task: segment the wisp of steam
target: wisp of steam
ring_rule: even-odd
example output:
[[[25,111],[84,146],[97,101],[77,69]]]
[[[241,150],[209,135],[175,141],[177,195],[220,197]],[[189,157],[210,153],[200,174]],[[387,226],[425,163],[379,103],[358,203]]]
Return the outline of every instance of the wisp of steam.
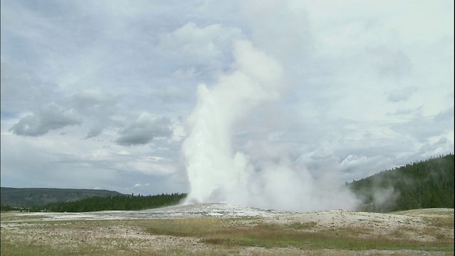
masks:
[[[182,145],[191,186],[186,203],[302,212],[354,208],[351,193],[321,191],[324,181],[305,168],[289,161],[253,165],[247,152],[232,149],[235,124],[261,104],[278,100],[284,76],[280,64],[250,41],[235,42],[233,56],[232,73],[221,75],[210,90],[199,85],[197,106],[187,120],[190,131]]]

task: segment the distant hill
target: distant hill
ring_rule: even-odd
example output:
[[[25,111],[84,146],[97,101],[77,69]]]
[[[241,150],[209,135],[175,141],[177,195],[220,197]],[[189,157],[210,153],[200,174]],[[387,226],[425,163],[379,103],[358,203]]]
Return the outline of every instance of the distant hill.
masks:
[[[363,201],[362,210],[453,208],[454,154],[383,171],[346,186]]]
[[[123,194],[100,189],[0,188],[0,202],[2,206],[21,208],[41,206],[57,202],[73,202],[94,196],[114,196]]]

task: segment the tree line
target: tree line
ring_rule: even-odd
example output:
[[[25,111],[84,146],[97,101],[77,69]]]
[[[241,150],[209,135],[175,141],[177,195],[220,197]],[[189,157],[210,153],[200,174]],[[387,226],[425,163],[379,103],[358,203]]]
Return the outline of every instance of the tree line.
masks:
[[[453,208],[454,154],[414,161],[346,186],[363,199],[363,210]]]
[[[186,193],[161,193],[155,196],[121,195],[93,196],[73,202],[58,202],[46,206],[32,206],[24,208],[1,206],[1,210],[25,210],[30,212],[81,213],[97,210],[135,210],[176,205],[186,197]]]

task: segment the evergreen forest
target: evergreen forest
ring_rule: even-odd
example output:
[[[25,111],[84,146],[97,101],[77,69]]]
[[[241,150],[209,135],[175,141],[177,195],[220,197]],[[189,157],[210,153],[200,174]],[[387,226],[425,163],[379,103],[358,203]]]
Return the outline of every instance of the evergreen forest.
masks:
[[[454,154],[383,171],[346,186],[363,200],[360,210],[453,208]]]
[[[72,202],[58,202],[46,206],[32,206],[16,210],[38,212],[81,213],[97,210],[134,210],[151,209],[176,205],[186,196],[185,193],[155,196],[121,195],[114,196],[93,196]],[[2,206],[2,210],[13,210],[8,206]]]

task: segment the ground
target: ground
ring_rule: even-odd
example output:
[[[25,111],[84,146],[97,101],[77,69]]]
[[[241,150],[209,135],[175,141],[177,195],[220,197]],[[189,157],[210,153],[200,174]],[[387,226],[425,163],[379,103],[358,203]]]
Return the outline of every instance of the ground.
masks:
[[[2,255],[454,255],[454,209],[448,208],[299,213],[207,203],[140,211],[2,213],[1,227]]]

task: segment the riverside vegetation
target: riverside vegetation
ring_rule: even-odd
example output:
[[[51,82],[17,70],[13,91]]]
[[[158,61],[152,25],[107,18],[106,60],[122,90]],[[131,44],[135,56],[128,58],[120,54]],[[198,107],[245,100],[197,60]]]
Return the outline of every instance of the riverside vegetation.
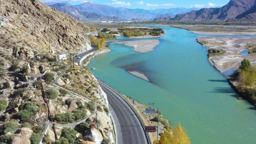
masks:
[[[122,27],[118,28],[119,33],[127,37],[138,37],[150,35],[159,36],[164,32],[161,28]]]
[[[252,67],[250,61],[244,59],[229,81],[241,97],[256,106],[256,67]]]

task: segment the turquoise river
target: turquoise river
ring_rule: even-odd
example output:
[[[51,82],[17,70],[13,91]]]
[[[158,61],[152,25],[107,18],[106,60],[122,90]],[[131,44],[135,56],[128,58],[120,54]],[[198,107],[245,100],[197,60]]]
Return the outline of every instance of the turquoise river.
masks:
[[[91,70],[96,77],[138,102],[155,102],[171,125],[181,123],[192,144],[255,144],[256,110],[237,100],[226,79],[208,62],[206,48],[196,42],[199,35],[149,25],[162,27],[166,34],[152,39],[160,41],[154,50],[141,53],[111,45],[111,52],[92,59],[88,68],[96,68]],[[150,82],[127,70],[144,74]]]

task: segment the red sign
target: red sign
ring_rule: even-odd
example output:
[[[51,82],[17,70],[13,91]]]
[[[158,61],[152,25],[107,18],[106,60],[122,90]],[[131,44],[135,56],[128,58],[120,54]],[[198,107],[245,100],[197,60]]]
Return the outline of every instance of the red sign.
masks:
[[[145,131],[148,132],[155,132],[156,126],[146,126]]]

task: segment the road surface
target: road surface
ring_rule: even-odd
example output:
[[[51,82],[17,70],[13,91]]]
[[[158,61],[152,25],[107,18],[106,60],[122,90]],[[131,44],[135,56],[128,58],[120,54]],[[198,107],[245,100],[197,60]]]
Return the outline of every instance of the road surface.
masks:
[[[135,113],[128,104],[115,91],[99,82],[100,85],[107,94],[111,110],[117,118],[116,131],[118,144],[147,144],[145,133]],[[121,131],[120,131],[121,130]],[[149,143],[148,144],[149,144]]]
[[[80,65],[80,64],[82,62],[80,60],[82,59],[84,59],[83,58],[84,57],[86,56],[91,53],[94,52],[97,49],[94,47],[92,47],[92,49],[89,50],[88,50],[85,51],[82,53],[80,53],[77,54],[77,55],[75,55],[74,58],[74,59],[75,62],[78,64],[79,65]],[[77,56],[76,56],[77,55]]]

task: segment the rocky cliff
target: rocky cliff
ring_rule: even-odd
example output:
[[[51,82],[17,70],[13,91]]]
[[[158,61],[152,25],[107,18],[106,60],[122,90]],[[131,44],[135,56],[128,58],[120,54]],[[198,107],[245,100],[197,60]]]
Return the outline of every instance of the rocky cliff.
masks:
[[[113,139],[107,100],[96,79],[85,67],[68,68],[69,59],[58,56],[91,49],[88,30],[38,0],[0,0],[0,142],[38,143],[48,129],[43,143],[54,143],[53,129],[40,126],[52,119],[60,125],[56,129],[61,140],[56,143],[70,141],[61,130],[65,123],[79,132],[72,140],[85,142],[79,134],[89,130],[94,119],[97,136]],[[59,86],[50,84],[53,79]],[[86,121],[80,124],[81,119]]]

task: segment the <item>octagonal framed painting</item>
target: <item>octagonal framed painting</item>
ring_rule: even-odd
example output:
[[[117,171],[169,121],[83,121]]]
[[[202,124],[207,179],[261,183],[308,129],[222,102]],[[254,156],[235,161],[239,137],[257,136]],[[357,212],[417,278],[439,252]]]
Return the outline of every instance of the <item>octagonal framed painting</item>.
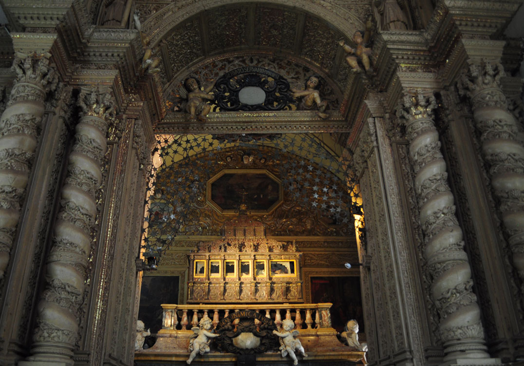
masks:
[[[265,169],[225,169],[206,185],[208,204],[223,214],[270,213],[283,196],[281,181]]]

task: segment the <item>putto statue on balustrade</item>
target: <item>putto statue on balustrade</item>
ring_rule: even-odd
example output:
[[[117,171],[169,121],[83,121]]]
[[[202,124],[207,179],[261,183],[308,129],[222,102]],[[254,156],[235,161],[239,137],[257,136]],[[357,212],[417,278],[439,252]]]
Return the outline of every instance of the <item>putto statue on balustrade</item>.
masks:
[[[318,90],[320,77],[318,75],[312,75],[305,82],[305,89],[291,89],[293,96],[301,98],[299,108],[302,110],[311,110],[316,106],[319,109],[318,116],[323,119],[328,118],[329,115],[324,112],[328,107],[328,101],[320,99],[320,93]]]
[[[146,326],[141,320],[136,321],[136,339],[135,341],[135,350],[139,351],[144,348],[146,337],[151,335],[151,329],[145,330]]]
[[[296,350],[299,351],[304,357],[307,357],[308,355],[304,351],[304,347],[302,346],[302,343],[295,337],[299,334],[298,330],[291,330],[294,328],[294,323],[290,319],[286,319],[282,321],[282,327],[285,332],[279,332],[277,330],[273,331],[273,334],[280,337],[280,350],[282,353],[282,357],[285,357],[289,355],[289,357],[293,359],[293,364],[298,364],[298,360],[297,359],[297,356],[295,354]]]
[[[211,340],[210,338],[214,338],[219,336],[217,334],[212,333],[210,330],[213,327],[213,323],[209,318],[202,318],[199,323],[200,328],[193,327],[191,330],[194,332],[193,338],[190,341],[189,358],[185,362],[189,364],[193,361],[193,359],[196,357],[196,354],[200,353],[203,354],[209,352],[211,350],[209,348],[209,343]]]

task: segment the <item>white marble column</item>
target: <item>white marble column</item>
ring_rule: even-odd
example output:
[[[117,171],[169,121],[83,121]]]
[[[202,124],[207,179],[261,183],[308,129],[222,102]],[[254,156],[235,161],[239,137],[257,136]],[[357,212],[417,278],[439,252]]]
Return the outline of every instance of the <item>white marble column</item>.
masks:
[[[472,63],[458,87],[471,101],[513,265],[524,283],[524,146],[501,89],[504,75],[500,63]]]
[[[71,365],[102,179],[108,125],[114,117],[108,93],[82,90],[81,117],[61,192],[61,208],[47,259],[46,287],[38,306],[31,356],[23,364]]]
[[[398,115],[406,124],[415,189],[424,234],[424,256],[431,278],[431,296],[440,317],[444,361],[452,364],[495,363],[486,352],[484,329],[462,230],[455,215],[446,163],[433,121],[432,95],[406,93]]]
[[[20,210],[41,129],[44,101],[58,77],[50,55],[19,54],[7,106],[0,117],[0,279],[9,263]]]

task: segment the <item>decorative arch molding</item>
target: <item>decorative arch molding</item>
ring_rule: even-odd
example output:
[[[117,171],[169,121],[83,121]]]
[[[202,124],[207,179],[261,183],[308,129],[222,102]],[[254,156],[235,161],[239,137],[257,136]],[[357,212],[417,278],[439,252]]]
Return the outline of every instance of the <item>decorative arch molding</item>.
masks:
[[[142,27],[145,40],[150,47],[154,47],[171,29],[199,13],[226,5],[253,2],[252,0],[184,0],[173,3],[159,10],[146,20]],[[355,14],[333,1],[270,0],[264,3],[293,7],[313,14],[337,28],[348,39],[352,37],[355,31],[364,28],[363,21]]]
[[[249,59],[254,62],[250,62]],[[244,61],[245,61],[245,64],[243,64]],[[216,67],[217,62],[221,64],[222,67]],[[285,65],[285,69],[282,67]],[[335,107],[334,109],[340,107],[342,103],[343,96],[342,90],[345,85],[340,85],[324,70],[303,58],[283,52],[276,55],[269,50],[257,50],[255,53],[250,50],[232,52],[210,57],[196,62],[180,70],[166,85],[162,92],[163,103],[169,101],[172,94],[178,93],[179,89],[183,87],[184,80],[189,76],[196,76],[201,81],[212,79],[216,80],[222,75],[237,68],[251,66],[274,71],[286,78],[292,86],[300,87],[301,88],[309,76],[316,74],[323,79],[324,85],[320,89],[323,97],[331,97],[333,101],[336,101],[336,103],[332,103]]]

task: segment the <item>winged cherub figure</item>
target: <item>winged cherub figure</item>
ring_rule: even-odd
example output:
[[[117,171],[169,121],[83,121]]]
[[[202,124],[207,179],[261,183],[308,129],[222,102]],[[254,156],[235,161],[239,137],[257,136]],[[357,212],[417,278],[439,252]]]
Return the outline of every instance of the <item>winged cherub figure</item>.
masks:
[[[307,357],[304,351],[304,347],[298,339],[295,339],[294,337],[299,335],[298,330],[291,331],[294,327],[294,323],[290,319],[286,319],[282,321],[282,327],[286,331],[280,332],[276,330],[273,331],[273,334],[276,335],[280,337],[279,340],[280,341],[280,350],[282,353],[282,357],[285,357],[288,354],[293,359],[293,364],[298,364],[298,360],[295,355],[295,350],[298,350],[304,357]]]
[[[359,72],[362,71],[360,66],[358,66],[358,60],[359,58],[364,65],[364,68],[367,72],[371,68],[371,64],[369,62],[369,56],[371,56],[371,48],[366,47],[366,45],[369,41],[371,37],[371,30],[373,26],[373,23],[371,20],[370,16],[366,21],[366,31],[363,35],[362,32],[357,30],[353,35],[353,41],[356,44],[355,48],[352,48],[344,41],[343,39],[339,41],[339,44],[344,49],[344,50],[347,52],[346,56],[346,61],[353,68],[355,71]]]
[[[209,343],[211,340],[210,338],[214,338],[218,337],[219,335],[212,333],[210,330],[213,327],[211,319],[209,318],[202,318],[199,322],[200,328],[193,327],[191,330],[194,333],[192,339],[189,341],[189,352],[191,352],[189,355],[189,358],[185,362],[188,364],[191,363],[193,359],[196,356],[196,354],[200,353],[203,354],[210,351]]]
[[[189,113],[192,119],[198,119],[205,122],[208,113],[211,110],[211,106],[206,100],[213,100],[214,96],[210,93],[214,87],[211,85],[202,90],[200,83],[195,78],[188,78],[184,81],[184,88],[180,89],[180,96],[187,100],[185,110]]]
[[[305,82],[305,89],[303,90],[291,89],[293,96],[296,98],[302,98],[302,100],[299,105],[300,109],[311,110],[315,107],[319,109],[318,114],[319,117],[325,119],[329,116],[328,113],[324,113],[328,106],[328,102],[320,99],[320,93],[318,90],[320,77],[318,75],[312,75]]]

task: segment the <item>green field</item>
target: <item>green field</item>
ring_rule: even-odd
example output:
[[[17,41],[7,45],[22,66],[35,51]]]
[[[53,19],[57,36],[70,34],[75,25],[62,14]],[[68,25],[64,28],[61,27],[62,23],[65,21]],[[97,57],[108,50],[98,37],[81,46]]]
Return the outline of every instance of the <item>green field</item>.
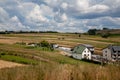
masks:
[[[120,36],[101,38],[67,33],[1,34],[0,59],[26,64],[24,67],[0,69],[0,80],[120,80],[119,65],[105,65],[75,60],[43,47],[16,43],[39,43],[43,40],[60,46],[91,44],[96,54],[110,44],[120,44]],[[35,64],[35,65],[34,65]]]

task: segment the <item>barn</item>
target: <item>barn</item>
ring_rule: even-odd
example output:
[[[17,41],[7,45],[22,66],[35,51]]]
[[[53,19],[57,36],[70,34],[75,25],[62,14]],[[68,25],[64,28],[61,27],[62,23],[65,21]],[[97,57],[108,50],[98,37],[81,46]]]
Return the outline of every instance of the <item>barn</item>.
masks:
[[[94,53],[94,47],[89,44],[80,44],[72,49],[72,57],[75,59],[88,59],[91,60]]]

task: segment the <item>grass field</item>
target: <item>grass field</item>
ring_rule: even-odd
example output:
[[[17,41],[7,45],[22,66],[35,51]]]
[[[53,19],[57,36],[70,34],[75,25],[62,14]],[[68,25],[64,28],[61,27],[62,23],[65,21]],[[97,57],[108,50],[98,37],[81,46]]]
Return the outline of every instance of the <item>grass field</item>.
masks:
[[[102,48],[110,44],[120,44],[119,36],[106,39],[67,33],[1,34],[0,59],[28,66],[0,69],[0,80],[120,80],[118,65],[100,66],[63,56],[58,50],[16,44],[39,43],[43,40],[67,47],[91,44],[95,47],[96,54],[101,54]]]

━━━━━━━━

* **Written task**
Return everything from the line containing "task: segment the distant hill" down to the line containing "[[[363,201],[362,210],[453,208],[454,154],[383,171],[346,186]]]", both lines included, reproduced without any change.

* **Completed exercise**
task: segment the distant hill
target: distant hill
ring_rule: even-odd
example output:
[[[25,111],[84,146],[97,101],[77,69]]]
[[[241,150],[209,135],[175,141],[177,195],[220,197]],[[189,157],[210,153],[200,174]],[[387,226],[425,163],[379,103],[358,203]]]
Return the outline of every instance of the distant hill.
masks:
[[[363,201],[362,210],[453,208],[454,154],[383,171],[346,186]]]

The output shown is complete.